Short task: Copy the passage of the subnetting reply that begins with the words "Not sure what" and ends with "kill me. Seriously.", keeping every word unchanged.

Well, how did you set up your subnetting for this? I assume you did
not since it renders most of your registered IPs useless and since you
did not get it to work.

>    I suppose I could add a third NIC and a switch to separate the
>    firewalled public and private nets, but it isn't clear how to
>    configure the freebsd box to NAT one interface, but not the
>    other.

This will not help the routing issue.

>    I also tried to add an public IP alias on pvt0 (i.e. P.U.B.195
>    and to use that as the gateway for the public IP machines, but
>    wasn't successful in getting the internal public IP machines
>    routed to the internet). 

Not sure what that means.

I really, really hate to bring this up, but if you are set on
firewalling your public IPs (but your redirect idea below is much
better), you probably will have to resort to bridging. Unfortunately,
running ipfw on a bridge is a kludge. And I can just picture you doing
NAT while running an ipfw'ed bridge... I think hearing that someone is
actually doing that could physically kill me. Seriously.

Coordinate annotation records
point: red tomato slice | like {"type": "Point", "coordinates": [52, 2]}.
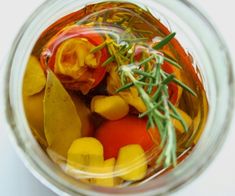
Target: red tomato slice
{"type": "Point", "coordinates": [75, 32]}
{"type": "Point", "coordinates": [129, 130]}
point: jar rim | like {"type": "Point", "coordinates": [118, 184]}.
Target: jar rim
{"type": "Point", "coordinates": [61, 186]}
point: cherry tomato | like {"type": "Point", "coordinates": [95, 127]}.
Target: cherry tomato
{"type": "Point", "coordinates": [49, 54]}
{"type": "Point", "coordinates": [129, 130]}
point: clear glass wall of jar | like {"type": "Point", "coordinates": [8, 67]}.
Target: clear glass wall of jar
{"type": "Point", "coordinates": [195, 32]}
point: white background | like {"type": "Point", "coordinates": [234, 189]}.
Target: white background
{"type": "Point", "coordinates": [15, 179]}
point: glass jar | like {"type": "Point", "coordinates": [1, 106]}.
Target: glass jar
{"type": "Point", "coordinates": [195, 33]}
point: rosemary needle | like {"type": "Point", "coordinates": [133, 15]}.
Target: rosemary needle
{"type": "Point", "coordinates": [151, 82]}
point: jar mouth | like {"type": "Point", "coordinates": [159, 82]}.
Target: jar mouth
{"type": "Point", "coordinates": [204, 151]}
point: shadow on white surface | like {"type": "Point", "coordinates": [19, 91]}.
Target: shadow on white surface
{"type": "Point", "coordinates": [15, 178]}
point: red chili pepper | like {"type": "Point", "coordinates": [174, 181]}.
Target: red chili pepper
{"type": "Point", "coordinates": [49, 54]}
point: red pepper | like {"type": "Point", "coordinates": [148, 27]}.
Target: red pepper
{"type": "Point", "coordinates": [129, 130]}
{"type": "Point", "coordinates": [48, 55]}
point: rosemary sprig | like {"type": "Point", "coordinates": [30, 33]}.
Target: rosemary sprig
{"type": "Point", "coordinates": [160, 110]}
{"type": "Point", "coordinates": [146, 76]}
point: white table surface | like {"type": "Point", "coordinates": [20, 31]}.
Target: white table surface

Output of the task:
Not sure what that means.

I really, really hate to bring this up, but if you are set on
firewalling your public IPs (but your redirect idea below is much
better), you probably will have to resort to bridging. Unfortunately,
running ipfw on a bridge is a kludge. And I can just picture you doing
NAT while running an ipfw'ed bridge... I think hearing that someone is
actually doing that could physically kill me. Seriously.